#### Liste des tâches:
1. D'après la présentation de l'ouvrage « Écouter les murs parler », combien de patients passent chaque année à l'hôpital de Cadillac ?
2. Prolongez la présentation de l'ouvrage « Écouter les murs parler » en reprenant après sa dernière phrase.

#### Texte de l'exercice:
« Écouter les murs parler », une immersion à l’hôpital de Cadillac
Dans cet ouvrage « Écouter les murs parler », Ixchel Delaporte, journaliste et documentariste, « assiste à la naissance d’un continent » . Plus de deux mille patients par an passent à l’hôpital de Cadillac, en Gironde. « Ces hommes et ces femmes internés, sortis de différentes unités, sont comme des marionnettes endormies à qui l’on aurait donné vie. » Par ce récit intime et vibrant d’une saison à Cadillac, Ixchel Delaporte révèle une planète invisible.
Faisant tomber tabous et préjugés, Ixchel Delaporte nous raconte cette ville dans la ville et ses patients : leurs parcours cabossés, leurs rêves, leurs histoires d’amour, et les soignants sous pression face à la misère grandissante de l’hôpital.

Données de pointage d'expressions référentielles:
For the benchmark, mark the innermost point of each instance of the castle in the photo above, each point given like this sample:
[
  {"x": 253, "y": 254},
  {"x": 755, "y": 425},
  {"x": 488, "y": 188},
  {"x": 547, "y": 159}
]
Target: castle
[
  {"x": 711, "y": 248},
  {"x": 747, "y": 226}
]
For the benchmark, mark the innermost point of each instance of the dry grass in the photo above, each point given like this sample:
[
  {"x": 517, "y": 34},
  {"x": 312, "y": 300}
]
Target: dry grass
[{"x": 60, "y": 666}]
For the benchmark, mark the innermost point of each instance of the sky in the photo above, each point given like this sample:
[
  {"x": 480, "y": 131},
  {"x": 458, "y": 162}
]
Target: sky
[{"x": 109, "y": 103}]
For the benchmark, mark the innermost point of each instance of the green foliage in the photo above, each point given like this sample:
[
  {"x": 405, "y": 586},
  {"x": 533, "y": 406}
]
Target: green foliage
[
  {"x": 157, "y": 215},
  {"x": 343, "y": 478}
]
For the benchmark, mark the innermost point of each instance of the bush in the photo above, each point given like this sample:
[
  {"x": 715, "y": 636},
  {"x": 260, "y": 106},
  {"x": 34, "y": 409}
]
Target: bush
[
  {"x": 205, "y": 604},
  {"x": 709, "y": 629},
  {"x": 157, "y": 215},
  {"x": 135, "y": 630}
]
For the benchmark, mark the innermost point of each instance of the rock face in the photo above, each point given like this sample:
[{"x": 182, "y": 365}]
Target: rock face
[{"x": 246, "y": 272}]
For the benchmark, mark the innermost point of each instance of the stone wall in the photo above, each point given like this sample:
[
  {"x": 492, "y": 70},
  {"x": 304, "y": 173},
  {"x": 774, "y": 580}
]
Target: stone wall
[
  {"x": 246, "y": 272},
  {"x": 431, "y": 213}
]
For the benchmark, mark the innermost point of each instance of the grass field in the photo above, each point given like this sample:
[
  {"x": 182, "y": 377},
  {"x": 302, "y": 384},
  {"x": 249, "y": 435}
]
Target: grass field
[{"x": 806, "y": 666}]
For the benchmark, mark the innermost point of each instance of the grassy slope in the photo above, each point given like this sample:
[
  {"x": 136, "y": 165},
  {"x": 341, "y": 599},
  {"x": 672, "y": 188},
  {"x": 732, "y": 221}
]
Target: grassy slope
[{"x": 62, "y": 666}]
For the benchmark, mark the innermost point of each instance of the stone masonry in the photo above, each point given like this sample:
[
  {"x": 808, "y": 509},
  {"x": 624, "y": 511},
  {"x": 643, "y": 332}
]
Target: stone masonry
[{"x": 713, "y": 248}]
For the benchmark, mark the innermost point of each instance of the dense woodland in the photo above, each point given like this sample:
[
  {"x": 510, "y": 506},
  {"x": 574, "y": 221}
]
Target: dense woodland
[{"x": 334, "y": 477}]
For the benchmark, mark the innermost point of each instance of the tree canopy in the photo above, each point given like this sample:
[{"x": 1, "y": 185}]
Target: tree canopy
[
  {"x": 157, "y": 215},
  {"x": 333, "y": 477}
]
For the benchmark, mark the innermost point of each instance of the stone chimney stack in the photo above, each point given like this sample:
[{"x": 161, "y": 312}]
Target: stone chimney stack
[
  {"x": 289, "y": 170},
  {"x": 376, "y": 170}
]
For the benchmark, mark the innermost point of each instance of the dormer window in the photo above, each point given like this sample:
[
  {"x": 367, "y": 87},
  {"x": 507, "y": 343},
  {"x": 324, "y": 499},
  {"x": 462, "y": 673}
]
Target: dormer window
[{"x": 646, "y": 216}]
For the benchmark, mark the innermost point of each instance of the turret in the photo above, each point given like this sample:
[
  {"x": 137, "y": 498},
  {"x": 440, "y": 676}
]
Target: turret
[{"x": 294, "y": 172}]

#### Résultats des tâches:
1. Plus de deux mille patients par an.

2.
Cadillac, la ville qui doit vivre avec les fous. On l’appelle la ville des fous. Pourtant, les touristes pourraient flâner dans Cadillac, une bastide en bord de Garonne à trente kilomètres de Bordeaux, sans soupçonner qu’elle abrite, en son centre, un hôpital psychiatrique, depuis le XVIIe siècle où cohabitent bipolaires, schizophrènes, psychotiques, de passage pour quelques semaines ou internées depuis vingt ans et plus. L’hôpital possède même son propre cimetière des oubliés, aux 4000 tombes. Les malades s’attardent aux terrasses des cafés. Certains logent en ville, après des années d’enfermement. Un marchandage permanent, aux règles invisibles, s’opère entre le dedans et le dehors, entre raison et folie.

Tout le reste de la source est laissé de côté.